- **Фрагмент текста**
Содержание службы приборных людей в Восточной Сибири как следствие их положения
Автор: Сысоев А.А., Кавецкий Д.Б.
Журнал: Вестник Восточно-Сибирского института Министерства внутренних дел России @vestnik-vsi-mvd
Рубрика: Дискуссионная трибуна
Статья в выпуске: 4 (79), 2016 года.
Бесплатный доступ
В статье рассмотрено содержание службы приборных людей на территории Восточной Сибири в XVI-XVII вв. Отражаются социальные механизмы, оказавшие влияние на положение служилых людей и их отношения с воинскими начальниками и с коренным сибирским населением.
Приборные люди, восточная сибирь, царские наместники, казаки, злоупотребления, насильственные действия, коренное население
Короткий адрес: https://sciup.org/14335791
IDR: 14335791
Текст научной статьи Содержание службы приборных людей в Восточной Сибири как следствие их положения
По мнению отечественных исследователей, освоение Восточной Сибири было неразрывно связано с деятельностью приборных людей. Как отмечает Г. А. Леонтьева, «Их исследование остаётся актуальным, поскольку оно связано с дискуссионными моментами, важными для решения кардинальных проблем сибирской историографии: оценки сущности характера присоединения Сибири, роли государства и различных категорий населения в этом процессе, их вклада в политическое, административное, военное, экономическое, культурное развитие региона» [10. С. 5].
«По прибору» в Сибири служили стрельцы и казаки, выполнявшие воинские обязанности за жалованье деньгами, натуральной дачей хлеба и соли. Служба приборных людей заключалась в покорении инородцев, сборе ясака и охране границ. Кроме того, казаки и стрельцы заступали в караулы, конвоировали ссыльных, сопровождали казённые грузы, выполняли полицейские функции.

- **Цель задания**
Выпишите дословно отрывок статьи о службе приборных людей от слов «Бесплатный доступ» до слов «коренным сибирским населением.» включительно. Приведённые далее строки представляют собой самостоятельный материал.

- **Строки**
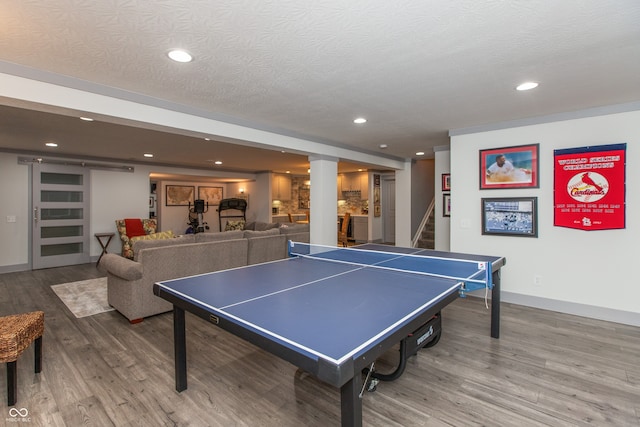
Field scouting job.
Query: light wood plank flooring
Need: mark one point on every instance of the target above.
(547, 369)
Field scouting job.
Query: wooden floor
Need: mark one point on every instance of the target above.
(546, 369)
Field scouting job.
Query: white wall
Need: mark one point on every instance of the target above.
(443, 165)
(590, 273)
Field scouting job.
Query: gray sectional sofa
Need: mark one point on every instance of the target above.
(130, 282)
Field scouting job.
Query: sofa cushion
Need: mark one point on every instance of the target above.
(121, 267)
(261, 226)
(155, 243)
(216, 237)
(249, 234)
(234, 225)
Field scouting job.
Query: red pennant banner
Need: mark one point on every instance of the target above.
(589, 187)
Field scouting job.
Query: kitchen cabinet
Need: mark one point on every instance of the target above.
(357, 181)
(281, 188)
(361, 229)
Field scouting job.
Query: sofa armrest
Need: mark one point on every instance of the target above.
(121, 267)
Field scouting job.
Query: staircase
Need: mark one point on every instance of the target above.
(428, 234)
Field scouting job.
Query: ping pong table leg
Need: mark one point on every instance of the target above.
(180, 348)
(351, 402)
(495, 305)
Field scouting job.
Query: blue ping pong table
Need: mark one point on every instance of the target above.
(330, 311)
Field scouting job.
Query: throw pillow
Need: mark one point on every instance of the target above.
(154, 236)
(234, 225)
(134, 227)
(248, 234)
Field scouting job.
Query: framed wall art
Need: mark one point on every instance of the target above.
(446, 182)
(179, 195)
(210, 195)
(510, 216)
(509, 167)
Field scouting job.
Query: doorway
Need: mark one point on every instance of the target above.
(388, 201)
(60, 227)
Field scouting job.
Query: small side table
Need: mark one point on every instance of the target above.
(103, 243)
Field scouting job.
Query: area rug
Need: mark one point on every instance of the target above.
(84, 298)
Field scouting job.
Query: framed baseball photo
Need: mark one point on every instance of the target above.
(510, 216)
(509, 167)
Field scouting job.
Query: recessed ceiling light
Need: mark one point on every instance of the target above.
(527, 86)
(180, 55)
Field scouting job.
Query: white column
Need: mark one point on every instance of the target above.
(324, 200)
(403, 205)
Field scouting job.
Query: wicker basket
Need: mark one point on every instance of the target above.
(17, 332)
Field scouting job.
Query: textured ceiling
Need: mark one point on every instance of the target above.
(415, 69)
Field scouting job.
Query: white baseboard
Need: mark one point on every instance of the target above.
(590, 311)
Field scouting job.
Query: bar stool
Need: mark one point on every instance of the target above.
(17, 332)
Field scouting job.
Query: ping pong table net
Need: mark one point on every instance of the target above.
(473, 275)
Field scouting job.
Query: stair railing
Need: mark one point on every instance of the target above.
(423, 223)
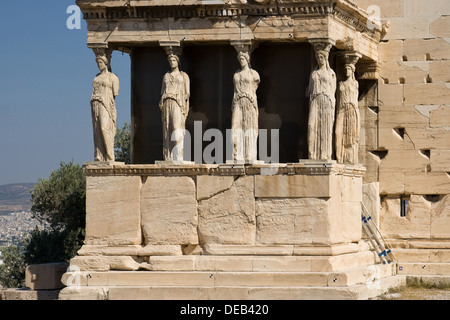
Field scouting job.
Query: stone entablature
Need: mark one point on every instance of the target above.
(123, 24)
(303, 167)
(310, 204)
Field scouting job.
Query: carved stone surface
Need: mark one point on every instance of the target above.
(245, 114)
(229, 217)
(107, 198)
(322, 90)
(174, 107)
(348, 123)
(104, 114)
(169, 211)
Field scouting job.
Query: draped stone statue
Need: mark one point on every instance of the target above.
(104, 114)
(322, 90)
(244, 121)
(174, 105)
(348, 119)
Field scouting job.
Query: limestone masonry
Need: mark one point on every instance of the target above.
(356, 98)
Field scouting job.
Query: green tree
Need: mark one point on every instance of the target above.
(12, 271)
(59, 201)
(122, 144)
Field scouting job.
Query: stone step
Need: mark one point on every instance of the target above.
(424, 268)
(221, 279)
(354, 292)
(423, 255)
(228, 263)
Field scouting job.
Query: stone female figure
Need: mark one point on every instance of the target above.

- **Полученный результат**
Бесплатный доступ
В статье рассмотрено содержание службы приборных людей на территории Восточной Сибири в XVI-XVII вв. Отражаются социальные механизмы, оказавшие влияние на положение служилых людей и их отношения с воинскими начальниками и с коренным сибирским населением.